■ THE PROBLEM ■
Can you repeat each of the following items word for word?

■ RECORDS SHOWN ■

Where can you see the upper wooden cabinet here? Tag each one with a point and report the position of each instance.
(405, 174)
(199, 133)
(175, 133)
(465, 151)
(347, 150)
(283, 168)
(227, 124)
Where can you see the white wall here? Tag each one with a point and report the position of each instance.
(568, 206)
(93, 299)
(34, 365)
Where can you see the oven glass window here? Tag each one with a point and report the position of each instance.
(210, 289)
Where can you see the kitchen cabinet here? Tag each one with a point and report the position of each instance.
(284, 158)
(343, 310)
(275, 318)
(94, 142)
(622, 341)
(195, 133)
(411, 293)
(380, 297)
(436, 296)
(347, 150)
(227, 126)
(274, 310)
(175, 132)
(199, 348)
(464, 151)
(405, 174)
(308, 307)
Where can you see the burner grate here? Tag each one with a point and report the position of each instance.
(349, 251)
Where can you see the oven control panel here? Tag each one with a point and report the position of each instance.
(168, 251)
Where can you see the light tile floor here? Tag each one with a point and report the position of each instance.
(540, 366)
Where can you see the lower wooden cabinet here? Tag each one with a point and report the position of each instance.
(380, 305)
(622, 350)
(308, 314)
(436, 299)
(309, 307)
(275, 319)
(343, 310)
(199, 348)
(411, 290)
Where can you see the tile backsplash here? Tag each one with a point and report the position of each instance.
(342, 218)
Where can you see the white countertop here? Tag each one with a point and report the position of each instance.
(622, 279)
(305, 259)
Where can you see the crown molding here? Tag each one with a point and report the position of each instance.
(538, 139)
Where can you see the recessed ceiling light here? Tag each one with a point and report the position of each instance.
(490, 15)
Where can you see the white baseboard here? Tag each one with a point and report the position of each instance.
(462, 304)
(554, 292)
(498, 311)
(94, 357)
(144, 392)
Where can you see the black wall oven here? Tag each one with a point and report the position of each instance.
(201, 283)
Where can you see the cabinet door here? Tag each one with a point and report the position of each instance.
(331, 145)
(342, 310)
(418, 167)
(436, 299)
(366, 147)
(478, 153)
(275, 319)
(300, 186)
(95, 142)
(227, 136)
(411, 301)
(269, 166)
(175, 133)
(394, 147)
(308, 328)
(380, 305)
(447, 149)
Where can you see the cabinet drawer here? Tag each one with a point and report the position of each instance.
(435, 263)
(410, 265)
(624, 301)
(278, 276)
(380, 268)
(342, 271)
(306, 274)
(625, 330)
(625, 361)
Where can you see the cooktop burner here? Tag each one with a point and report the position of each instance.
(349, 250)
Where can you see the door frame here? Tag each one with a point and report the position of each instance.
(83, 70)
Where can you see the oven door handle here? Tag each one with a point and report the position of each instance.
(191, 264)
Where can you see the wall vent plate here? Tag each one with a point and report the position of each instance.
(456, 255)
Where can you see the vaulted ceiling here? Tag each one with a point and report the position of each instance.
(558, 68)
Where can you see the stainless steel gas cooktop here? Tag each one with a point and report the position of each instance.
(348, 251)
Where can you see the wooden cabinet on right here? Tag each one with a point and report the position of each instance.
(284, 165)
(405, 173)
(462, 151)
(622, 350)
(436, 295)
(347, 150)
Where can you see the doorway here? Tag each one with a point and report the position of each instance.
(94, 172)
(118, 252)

■ FINISHED TASK ■
Where can you see the upper wooden cabinet here? Tag each one with a point and report the position of each instance.
(405, 174)
(199, 133)
(175, 133)
(465, 151)
(347, 150)
(283, 168)
(227, 124)
Where can you see the white wall here? Tag each one with a point and report the position of each instance.
(568, 206)
(93, 299)
(34, 365)
Where can you see the oven glass window here? Tag each one with a point and report the position of each instance.
(210, 289)
Where can you see the kitchen cabinet here? Tag each one with a point and report the position of each instance.
(284, 158)
(343, 310)
(275, 318)
(94, 142)
(622, 341)
(195, 133)
(411, 293)
(380, 297)
(436, 296)
(347, 150)
(227, 126)
(274, 310)
(175, 132)
(199, 348)
(464, 151)
(405, 174)
(308, 307)
Where can you see the burner grate here? Tag each one with a point and report the position of each instance.
(349, 251)
Where can you see the oven control panel here? Tag each one with a point and report the position of each instance.
(168, 251)
Where can you see the light tile floor here? Tag each one with a point and report the position of each instance.
(540, 366)
Where can you see the lower wooden cabinet here? Tag each one with a point and report the position of each instance.
(380, 305)
(622, 350)
(308, 314)
(436, 299)
(309, 307)
(275, 319)
(343, 310)
(199, 348)
(411, 290)
Where can you see the tile backsplash here? Tag each one with a point and report the position of each instance.
(342, 218)
Where can you see the white countertop here? Tag each one with a point and report the position of each instance.
(622, 279)
(305, 259)
Where can you see the crown molding here? Tag each one with a point and report the position of each instance.
(538, 139)
Where can you see the recessed ceiling light here? Tag each one with a point and report the position of each instance.
(490, 15)
Where can you see the white baseboard here? Tag each one with a point and report the position of each instance.
(462, 304)
(554, 292)
(498, 311)
(94, 357)
(144, 392)
Where can you see the black wall oven here? Tag each one with a point and report the position of each instance.
(201, 283)
Where can you see the cabinet door here? Tag each one with a point and report the position of each instance.
(331, 145)
(342, 310)
(418, 167)
(436, 299)
(366, 147)
(478, 153)
(275, 319)
(300, 186)
(95, 142)
(227, 136)
(411, 301)
(269, 166)
(175, 133)
(394, 147)
(308, 328)
(380, 305)
(447, 149)
Where can you see the cabinet drawer here? Tag each one with a point and report the position of each instance.
(435, 263)
(410, 265)
(624, 301)
(278, 276)
(380, 268)
(342, 271)
(306, 274)
(625, 330)
(625, 361)
Where can you see the cooktop burner here? Tag each one with a point and report the position of each instance.
(349, 250)
Where can you see the door frame here? Tag each one with a point and report the position of each instance.
(83, 70)
Where can you see the oven door handle here? Tag each one with a point and report the position of each instance.
(191, 264)
Where can you see the wall vent plate here? Tag each one with a point and report the position of each instance.
(456, 255)
Where can you see the vaulted ceiling here? Tag each one with a point and report the position of each instance.
(558, 68)
Where can you see the stainless steel gas cooktop here? Tag each one with a point and report the position of each instance.
(348, 251)
Where can you see the wooden cabinet on right here? Tag each one with a point and report the position of each instance.
(284, 165)
(405, 173)
(462, 151)
(622, 350)
(436, 295)
(347, 150)
Where can you see the doorway here? Tag each one with a point and report the position of each instance.
(94, 172)
(118, 252)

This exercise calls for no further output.